▶ To do
Each entry is to be output precisely as it appears.

Referring expression pointing data
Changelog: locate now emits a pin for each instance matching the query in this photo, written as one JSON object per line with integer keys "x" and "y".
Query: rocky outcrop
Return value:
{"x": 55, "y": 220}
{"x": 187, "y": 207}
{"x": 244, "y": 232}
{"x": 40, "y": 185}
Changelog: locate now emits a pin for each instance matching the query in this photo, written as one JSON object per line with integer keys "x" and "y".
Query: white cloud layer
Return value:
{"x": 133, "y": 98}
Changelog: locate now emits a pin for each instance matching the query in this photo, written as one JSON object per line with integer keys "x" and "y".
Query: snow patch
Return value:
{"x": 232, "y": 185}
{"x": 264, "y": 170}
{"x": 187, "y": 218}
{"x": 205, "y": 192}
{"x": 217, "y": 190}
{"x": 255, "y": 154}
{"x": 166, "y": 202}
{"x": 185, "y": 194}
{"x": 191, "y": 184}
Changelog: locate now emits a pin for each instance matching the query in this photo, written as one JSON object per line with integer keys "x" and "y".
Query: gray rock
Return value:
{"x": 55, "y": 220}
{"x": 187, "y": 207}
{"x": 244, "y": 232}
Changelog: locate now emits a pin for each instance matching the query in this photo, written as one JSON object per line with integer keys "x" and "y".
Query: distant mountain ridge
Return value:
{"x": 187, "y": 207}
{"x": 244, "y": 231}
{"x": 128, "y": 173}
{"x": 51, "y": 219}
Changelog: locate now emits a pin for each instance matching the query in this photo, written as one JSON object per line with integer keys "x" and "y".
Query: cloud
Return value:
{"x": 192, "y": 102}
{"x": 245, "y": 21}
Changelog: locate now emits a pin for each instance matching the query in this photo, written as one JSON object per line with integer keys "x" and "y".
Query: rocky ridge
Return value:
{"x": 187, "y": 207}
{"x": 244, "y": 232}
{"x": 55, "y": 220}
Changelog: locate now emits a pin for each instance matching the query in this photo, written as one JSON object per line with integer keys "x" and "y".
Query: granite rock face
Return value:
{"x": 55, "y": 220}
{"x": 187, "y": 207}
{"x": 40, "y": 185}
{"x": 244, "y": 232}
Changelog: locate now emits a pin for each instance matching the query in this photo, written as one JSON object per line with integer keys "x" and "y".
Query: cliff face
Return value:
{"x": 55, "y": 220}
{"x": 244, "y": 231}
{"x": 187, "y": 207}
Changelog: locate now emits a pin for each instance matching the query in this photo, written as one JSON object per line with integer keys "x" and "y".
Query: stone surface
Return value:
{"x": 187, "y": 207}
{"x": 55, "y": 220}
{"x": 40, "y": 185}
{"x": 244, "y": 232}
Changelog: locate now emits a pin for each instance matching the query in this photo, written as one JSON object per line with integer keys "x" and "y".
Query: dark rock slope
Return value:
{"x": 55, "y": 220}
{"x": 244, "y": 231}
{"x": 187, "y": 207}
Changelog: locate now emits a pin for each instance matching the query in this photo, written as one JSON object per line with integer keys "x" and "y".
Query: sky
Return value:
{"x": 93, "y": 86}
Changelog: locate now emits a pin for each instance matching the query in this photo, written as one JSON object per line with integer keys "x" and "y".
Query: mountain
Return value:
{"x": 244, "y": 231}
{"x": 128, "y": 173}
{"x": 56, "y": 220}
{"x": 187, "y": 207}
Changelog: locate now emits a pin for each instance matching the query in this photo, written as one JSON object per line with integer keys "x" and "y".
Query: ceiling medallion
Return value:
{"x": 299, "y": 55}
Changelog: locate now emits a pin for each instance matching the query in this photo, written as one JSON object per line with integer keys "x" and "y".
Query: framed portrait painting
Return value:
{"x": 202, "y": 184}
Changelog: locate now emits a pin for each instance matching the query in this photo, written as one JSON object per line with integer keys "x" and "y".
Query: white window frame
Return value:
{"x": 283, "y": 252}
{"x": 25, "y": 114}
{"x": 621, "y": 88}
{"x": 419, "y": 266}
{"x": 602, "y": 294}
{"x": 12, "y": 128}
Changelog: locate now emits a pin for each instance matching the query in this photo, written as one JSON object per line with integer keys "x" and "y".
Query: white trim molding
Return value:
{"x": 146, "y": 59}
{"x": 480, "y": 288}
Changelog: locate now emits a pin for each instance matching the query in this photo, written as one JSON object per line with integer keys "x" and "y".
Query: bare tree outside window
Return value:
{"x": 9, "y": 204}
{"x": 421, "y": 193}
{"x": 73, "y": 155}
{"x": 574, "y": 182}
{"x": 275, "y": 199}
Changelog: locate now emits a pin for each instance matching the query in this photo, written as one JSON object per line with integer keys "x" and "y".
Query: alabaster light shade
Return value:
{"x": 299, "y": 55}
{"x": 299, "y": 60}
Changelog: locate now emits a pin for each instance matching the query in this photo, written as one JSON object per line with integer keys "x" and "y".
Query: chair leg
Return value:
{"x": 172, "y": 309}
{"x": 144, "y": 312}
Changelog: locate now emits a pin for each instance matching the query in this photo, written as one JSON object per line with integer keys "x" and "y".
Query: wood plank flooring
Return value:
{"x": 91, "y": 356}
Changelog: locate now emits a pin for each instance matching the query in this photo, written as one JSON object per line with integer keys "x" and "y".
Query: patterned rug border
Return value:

▶ Task result
Changelog: locate now emits a pin for each instance matching the query in this photo, written as one JSON object per line with integer keys "x" and "y".
Query: rocky outcrop
Return value:
{"x": 55, "y": 220}
{"x": 187, "y": 207}
{"x": 244, "y": 232}
{"x": 40, "y": 185}
Changelog: locate now emits a pin for each instance matching the query in this photo, written as one JSON object per line with integer keys "x" and "y".
Query: white cloud layer
Return value:
{"x": 133, "y": 98}
Changelog: locate now emits a pin for each instance matching the query in this photo, written as one JSON object per line with integer keys "x" and "y".
Query: snow patch
Return value:
{"x": 232, "y": 185}
{"x": 264, "y": 170}
{"x": 187, "y": 218}
{"x": 205, "y": 192}
{"x": 217, "y": 190}
{"x": 255, "y": 154}
{"x": 166, "y": 202}
{"x": 185, "y": 194}
{"x": 191, "y": 184}
Changelog: locate now emits a pin for each instance matching the query in this photo, written as one JSON object per line with integer keys "x" and "y".
Query: gray rock
Return value:
{"x": 55, "y": 220}
{"x": 187, "y": 207}
{"x": 244, "y": 232}
Changelog: locate now emits a pin for each instance matching the query in this photo, written as one JSON object per line with integer keys "x" and "y".
Query: distant mountain ridge
Return value:
{"x": 187, "y": 207}
{"x": 244, "y": 231}
{"x": 128, "y": 173}
{"x": 51, "y": 219}
Changelog: locate now emits a pin for each instance matching the query in this photo, written as one JSON object per line with integer keys "x" and "y".
Query: cloud
Return value:
{"x": 192, "y": 102}
{"x": 245, "y": 21}
Changelog: locate now emits a pin for each instance matching the query in this photo, written as one JSON object per line with integer keys "x" and "y".
Query: rocky ridge
Return value:
{"x": 187, "y": 207}
{"x": 244, "y": 232}
{"x": 55, "y": 220}
Changelog: locate now emits a pin for each instance matching the query in this photo, written as one JSON object per line with integer keys "x" and "y".
Query: granite rock face
Return value:
{"x": 55, "y": 220}
{"x": 187, "y": 207}
{"x": 40, "y": 185}
{"x": 244, "y": 232}
Changelog: locate now emits a pin for each instance matching the query in this photo, written as one JSON object per line with integer keys "x" and "y".
Query: cliff face
Return value:
{"x": 55, "y": 220}
{"x": 244, "y": 231}
{"x": 187, "y": 207}
Changelog: locate now emits a pin for each instance matching the query in this photo, written as one JSON object per line with integer keys "x" and "y".
Query: stone surface
Return value:
{"x": 187, "y": 207}
{"x": 55, "y": 220}
{"x": 40, "y": 185}
{"x": 244, "y": 232}
Changelog: locate now emits a pin for each instance matching the query in this photo, written as one JSON object per line with integer keys "x" and "y".
Query: dark rock slope
Return value:
{"x": 55, "y": 220}
{"x": 244, "y": 231}
{"x": 187, "y": 207}
Changelog: locate now emits a pin for each instance matching the query in this photo, written as one JSON object per line with integer keys "x" and "y".
Query: sky
Return value:
{"x": 93, "y": 86}
Changelog: locate now emits a pin for each instance matching the query in this photo, written as one JSON object per line with integer keys "x" and "y".
Query: mountain
Return value:
{"x": 244, "y": 231}
{"x": 128, "y": 173}
{"x": 56, "y": 220}
{"x": 187, "y": 207}
Changelog: locate now emits a pin for each instance matching the query in this photo, written as one JSON object per line with integer keys "x" and "y".
Query: ceiling medallion
Return value:
{"x": 299, "y": 55}
Changelog: locate now emits a pin for each instance matching the query in this photo, written as one JSON object per line with integer keys "x" and "y".
Query: framed portrait painting
Return value:
{"x": 202, "y": 184}
Changelog: locate now emits a pin for each instance matching the query in this photo, written as one JSON object per line with integer keys "x" and "y".
Query: white window frame
Return value:
{"x": 283, "y": 252}
{"x": 25, "y": 114}
{"x": 621, "y": 88}
{"x": 419, "y": 266}
{"x": 602, "y": 294}
{"x": 12, "y": 128}
Changelog: locate now emits a pin for each instance matching the query in this photo, written as one JSON object per line with integer keys "x" and "y".
Query: white trim molding
Return value:
{"x": 146, "y": 59}
{"x": 480, "y": 288}
Changelog: locate now emits a pin for each instance matching the query in this photo, written as one JSON object per line with integer keys "x" and "y".
Query: bare tree outside window
Return value:
{"x": 9, "y": 204}
{"x": 421, "y": 193}
{"x": 73, "y": 155}
{"x": 574, "y": 182}
{"x": 275, "y": 199}
Changelog: locate now emits a pin for each instance matching the query in this photo, written as one JSON object per line with integer keys "x" and "y".
Query: alabaster light shade
Return value:
{"x": 299, "y": 55}
{"x": 299, "y": 60}
Changelog: locate now emits a pin for each instance matching the query in this photo, written as one JSON object per line with integer keys "x" and "y".
Query: chair leg
Return value:
{"x": 172, "y": 309}
{"x": 144, "y": 312}
Changelog: locate now emits a pin for each instance matching the query in this photo, written as one JSON object per line with integer keys "x" and "y".
Query: wood plank flooring
Return value:
{"x": 91, "y": 356}
Changelog: locate now emits a pin for each instance matching the query in this photo, written as one JSON object per line with integer keys "x" and "y".
Query: patterned rug border
Return value:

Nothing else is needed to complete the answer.